**INSTRUCTION**
Print each of the entries below word for word, with every line unchanged.
** Start **
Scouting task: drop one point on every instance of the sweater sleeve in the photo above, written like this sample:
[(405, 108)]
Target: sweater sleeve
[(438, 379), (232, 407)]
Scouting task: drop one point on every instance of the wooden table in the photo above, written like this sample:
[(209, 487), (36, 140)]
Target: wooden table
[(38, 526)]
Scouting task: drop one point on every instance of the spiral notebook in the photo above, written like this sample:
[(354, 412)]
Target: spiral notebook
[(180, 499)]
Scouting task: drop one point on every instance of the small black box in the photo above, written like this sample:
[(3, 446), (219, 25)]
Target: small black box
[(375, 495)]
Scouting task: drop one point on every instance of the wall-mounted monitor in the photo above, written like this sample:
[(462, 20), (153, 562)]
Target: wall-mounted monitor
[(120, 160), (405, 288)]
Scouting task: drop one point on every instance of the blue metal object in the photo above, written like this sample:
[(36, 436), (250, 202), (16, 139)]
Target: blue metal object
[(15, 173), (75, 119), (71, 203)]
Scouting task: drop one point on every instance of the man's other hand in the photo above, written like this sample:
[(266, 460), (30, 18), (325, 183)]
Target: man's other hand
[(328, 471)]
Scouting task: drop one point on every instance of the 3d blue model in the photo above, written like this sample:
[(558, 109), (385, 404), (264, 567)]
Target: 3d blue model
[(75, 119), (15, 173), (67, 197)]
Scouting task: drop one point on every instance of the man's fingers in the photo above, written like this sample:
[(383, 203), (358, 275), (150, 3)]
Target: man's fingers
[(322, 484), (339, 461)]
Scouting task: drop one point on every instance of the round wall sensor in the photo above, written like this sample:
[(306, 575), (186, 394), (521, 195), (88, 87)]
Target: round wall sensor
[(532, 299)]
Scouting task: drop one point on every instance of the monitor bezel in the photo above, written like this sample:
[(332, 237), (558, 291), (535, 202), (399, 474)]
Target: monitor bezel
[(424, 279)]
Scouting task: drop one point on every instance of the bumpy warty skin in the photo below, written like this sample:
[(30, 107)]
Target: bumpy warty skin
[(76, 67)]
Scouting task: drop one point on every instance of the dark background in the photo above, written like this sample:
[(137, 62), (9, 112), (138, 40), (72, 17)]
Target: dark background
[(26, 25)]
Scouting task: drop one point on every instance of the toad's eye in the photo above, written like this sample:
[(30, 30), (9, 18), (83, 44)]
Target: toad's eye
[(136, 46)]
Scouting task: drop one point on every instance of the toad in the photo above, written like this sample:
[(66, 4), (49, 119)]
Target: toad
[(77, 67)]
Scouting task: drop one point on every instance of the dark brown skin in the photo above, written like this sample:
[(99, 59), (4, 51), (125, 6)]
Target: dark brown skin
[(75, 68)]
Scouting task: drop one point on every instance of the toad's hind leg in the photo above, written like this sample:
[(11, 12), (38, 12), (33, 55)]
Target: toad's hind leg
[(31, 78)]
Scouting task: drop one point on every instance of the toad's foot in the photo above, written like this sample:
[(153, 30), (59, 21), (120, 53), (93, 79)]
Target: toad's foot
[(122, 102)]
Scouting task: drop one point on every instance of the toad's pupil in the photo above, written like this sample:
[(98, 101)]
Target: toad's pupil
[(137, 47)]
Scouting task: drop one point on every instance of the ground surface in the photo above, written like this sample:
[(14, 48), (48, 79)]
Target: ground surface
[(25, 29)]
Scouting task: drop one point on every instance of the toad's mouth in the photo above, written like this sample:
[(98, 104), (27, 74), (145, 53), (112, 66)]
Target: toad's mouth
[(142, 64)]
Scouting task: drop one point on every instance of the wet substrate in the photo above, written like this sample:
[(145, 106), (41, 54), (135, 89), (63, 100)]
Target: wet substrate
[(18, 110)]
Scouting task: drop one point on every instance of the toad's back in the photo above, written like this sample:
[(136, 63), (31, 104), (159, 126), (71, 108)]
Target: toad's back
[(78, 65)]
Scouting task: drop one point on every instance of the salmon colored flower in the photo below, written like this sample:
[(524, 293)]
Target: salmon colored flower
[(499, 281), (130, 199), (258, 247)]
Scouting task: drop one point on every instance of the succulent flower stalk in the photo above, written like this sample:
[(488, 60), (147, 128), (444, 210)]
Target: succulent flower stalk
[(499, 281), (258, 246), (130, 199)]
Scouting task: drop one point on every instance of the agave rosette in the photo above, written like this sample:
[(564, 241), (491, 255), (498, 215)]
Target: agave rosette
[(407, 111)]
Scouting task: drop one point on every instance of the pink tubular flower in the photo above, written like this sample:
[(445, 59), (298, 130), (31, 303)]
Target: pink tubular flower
** End **
**REPLY**
Scouting task: drop one point on every instance of the sweater sleeve in the photo above, written like this sample:
[(405, 108)]
Target: sweater sleeve
[(438, 379), (232, 407)]
Scouting task: drop one point on every instance of the wooden table in the photo above, written like this sample:
[(209, 487), (36, 140)]
Target: wooden table
[(38, 526)]
Scouting task: drop one point on every instance of the spiral notebook in the photo above, written like this sample:
[(354, 412)]
Target: spiral notebook
[(180, 499)]
Scouting task: drop one point on every instance of the small black box in the photo above, written like this sample:
[(3, 446), (219, 25)]
Target: small black box
[(375, 495)]
Scouting task: drop one point on every instance of the wall-mounted monitor in the photo above, written like this sample:
[(462, 20), (153, 562)]
Target: wall-mounted monitor
[(120, 160), (405, 288)]
Scouting task: drop one point on every instance of the blue metal object in the photo above, written like this sample:
[(36, 436), (250, 202), (16, 139)]
Target: blue metal object
[(15, 173), (75, 119), (71, 203)]
Scouting task: drop one point on every instance of the man's other hand in the photo above, written like this sample:
[(266, 460), (30, 18), (325, 183)]
Target: man's other hand
[(328, 471)]
Scouting task: drop one point on every instance of the 3d blue model in the photo above, written like this sample:
[(558, 109), (385, 404), (264, 567)]
Target: 3d blue model
[(75, 119), (15, 173), (67, 197)]
Scouting task: drop one point on every instance of the man's fingers in the photo above, written like this sample:
[(383, 203), (358, 275), (150, 3)]
Target: man's fingers
[(322, 484), (339, 461)]
Scouting task: drop one point on every instance of the round wall sensor in the photo above, written like this sample:
[(306, 575), (186, 394), (521, 195), (88, 87)]
Target: round wall sensor
[(532, 299)]
Scouting task: drop one point on every instance of the monitor bezel in the photo above, written like this sample:
[(332, 237), (558, 291), (535, 202), (399, 474)]
Target: monitor bezel
[(424, 279)]
Scouting task: drop one point on every instance of the bumpy warty skin in the photo below, written like this sample:
[(30, 107)]
Target: bumpy warty skin
[(76, 67)]
Scouting task: drop one point on every instance of the dark background in the photo above, written like this sample:
[(137, 62), (9, 112), (138, 40), (72, 17)]
Target: dark background
[(26, 25)]
Scouting task: drop one point on every instance of the toad's eye in the photo above, written like this sample:
[(30, 30), (9, 18), (83, 44)]
Target: toad's eye
[(136, 46)]
Scouting task: drop one point on every instance of the toad in the photo above, written like this sample:
[(66, 4), (49, 119)]
Target: toad
[(77, 67)]
Scouting task: drop one point on every instance of the dark brown skin in the photo above, written like this sample:
[(99, 59), (4, 51), (125, 6)]
Target: dark brown skin
[(75, 68)]
Scouting task: drop one point on every instance of the toad's hind leg in the photo above, written like this sample:
[(11, 12), (38, 12), (33, 55)]
Target: toad's hind leg
[(31, 78)]
Scouting task: drop one point on every instance of the toad's foot in the photo above, written like this sample:
[(153, 30), (59, 21), (120, 53), (93, 79)]
Target: toad's foot
[(122, 102)]
Scouting task: drop one point on every instance of the toad's pupil in the photo above, written like this sample:
[(98, 101)]
Target: toad's pupil
[(137, 47)]
Scouting task: drop one point on every instance of the ground surface in the photo above, written like this sample:
[(14, 48), (48, 79)]
Target: ground surface
[(25, 29)]
Scouting task: drop one point on every instance of the toad's mouth in the photo above, written like this sample:
[(98, 104), (27, 74), (145, 53), (112, 66)]
Target: toad's mouth
[(142, 64)]
Scouting task: drop one point on every instance of the wet substrate in the photo above, written like this sample:
[(145, 106), (41, 54), (135, 89), (63, 100)]
Target: wet substrate
[(18, 110)]
Scouting task: drop one point on every instance of the toad's back in the photo above, written like this sample:
[(136, 63), (31, 104), (159, 126), (71, 108)]
Target: toad's back
[(78, 65)]
Scouting task: drop one point on every instance of the salmon colored flower in the photo below, written like this sample:
[(524, 293)]
Target: salmon colored flower
[(499, 281), (130, 199), (258, 247)]
Scouting task: drop one point on every instance of the succulent flower stalk in the photo above, written like this sample:
[(488, 60), (147, 128), (444, 210)]
Target: succulent flower stalk
[(499, 281), (258, 246), (130, 199)]
Scouting task: drop one point on every instance of the agave rosette in the photo above, written like this sample:
[(564, 241), (491, 255), (498, 215)]
Target: agave rosette
[(407, 111)]
Scouting task: drop one point on every instance of the pink tubular flower in the photo above, written like this sample:
[(445, 59), (298, 130), (31, 303)]
Target: pink tubular flower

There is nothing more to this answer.